Quote every passage that the excerpt below on reproductive rights in Chile places inside quotation marks.

— START Excerpt to read —

Concerns have grown over the ultraconservative Republican party's plans to pare back reproductive rights in Chile as it now holds significant sway in the fate of the country's constitutional saga.

"Clearly, there is great concern over the risks to women and children implied by the suggested amendments, which threaten the most basic rights of human beings," said Lieta Vivaldi, the director of Alberto Hurtado University's gender and social justice programme.

"In a nation which seeks equality and justice, it is intolerable."

After a progressive constitutional proposal which would have paved the way for the expansion of women's rights was decisively shot down by a plebiscite in September 2022, the Republican party swept elections for a new constitutional council in May, winning enough seats to veto legislation.

More than 200 Chilean organisations have been joined by international groups in signing an open letter denouncing the Republican party's proposal, which comes as part of a second attempt to draft a new constitution for the country.

The sexual and reproductive rights organisation Miles Chile drafted the letter, which has almost 750 signatures, declaring that the "Republican party … wishes to impose practices which threaten the rights of women, relegating their lives to second-class [status]."

— END Excerpt to read —
— START Provided information —

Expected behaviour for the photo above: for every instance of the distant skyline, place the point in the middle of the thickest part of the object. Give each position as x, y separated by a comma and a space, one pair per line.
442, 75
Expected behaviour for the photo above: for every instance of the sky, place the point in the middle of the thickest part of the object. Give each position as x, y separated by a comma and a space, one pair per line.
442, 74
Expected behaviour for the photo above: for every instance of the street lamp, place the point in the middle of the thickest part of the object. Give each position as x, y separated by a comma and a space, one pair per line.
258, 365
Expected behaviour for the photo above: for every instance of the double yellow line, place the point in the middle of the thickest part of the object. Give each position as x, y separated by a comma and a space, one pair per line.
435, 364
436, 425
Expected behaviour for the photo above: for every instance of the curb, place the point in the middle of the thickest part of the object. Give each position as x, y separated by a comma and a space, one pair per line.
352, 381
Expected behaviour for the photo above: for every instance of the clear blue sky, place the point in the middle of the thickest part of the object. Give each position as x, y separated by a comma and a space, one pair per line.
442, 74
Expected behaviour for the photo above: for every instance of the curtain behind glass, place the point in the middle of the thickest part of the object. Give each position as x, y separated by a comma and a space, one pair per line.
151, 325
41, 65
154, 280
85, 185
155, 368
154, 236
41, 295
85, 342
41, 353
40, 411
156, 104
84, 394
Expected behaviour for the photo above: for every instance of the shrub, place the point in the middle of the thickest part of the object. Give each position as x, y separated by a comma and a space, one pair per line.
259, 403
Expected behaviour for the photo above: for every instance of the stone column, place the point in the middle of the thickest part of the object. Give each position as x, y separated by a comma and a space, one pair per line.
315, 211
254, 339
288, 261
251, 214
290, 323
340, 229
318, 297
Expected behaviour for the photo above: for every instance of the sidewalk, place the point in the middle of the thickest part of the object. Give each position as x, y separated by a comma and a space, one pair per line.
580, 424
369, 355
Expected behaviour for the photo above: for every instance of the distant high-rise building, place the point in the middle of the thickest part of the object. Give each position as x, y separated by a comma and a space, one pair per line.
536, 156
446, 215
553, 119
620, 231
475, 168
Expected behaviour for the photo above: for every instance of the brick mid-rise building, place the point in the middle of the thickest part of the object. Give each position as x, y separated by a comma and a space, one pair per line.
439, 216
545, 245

— END Provided information —

### Task response
1. Clearly, there is great concern over the risks to women and children implied by the suggested amendments, which threaten the most basic rights of human beings,
2. In a nation which seeks equality and justice, it is intolerable.
3. Republican party … wishes to impose practices which threaten the rights of women, relegating their lives to second-class [status].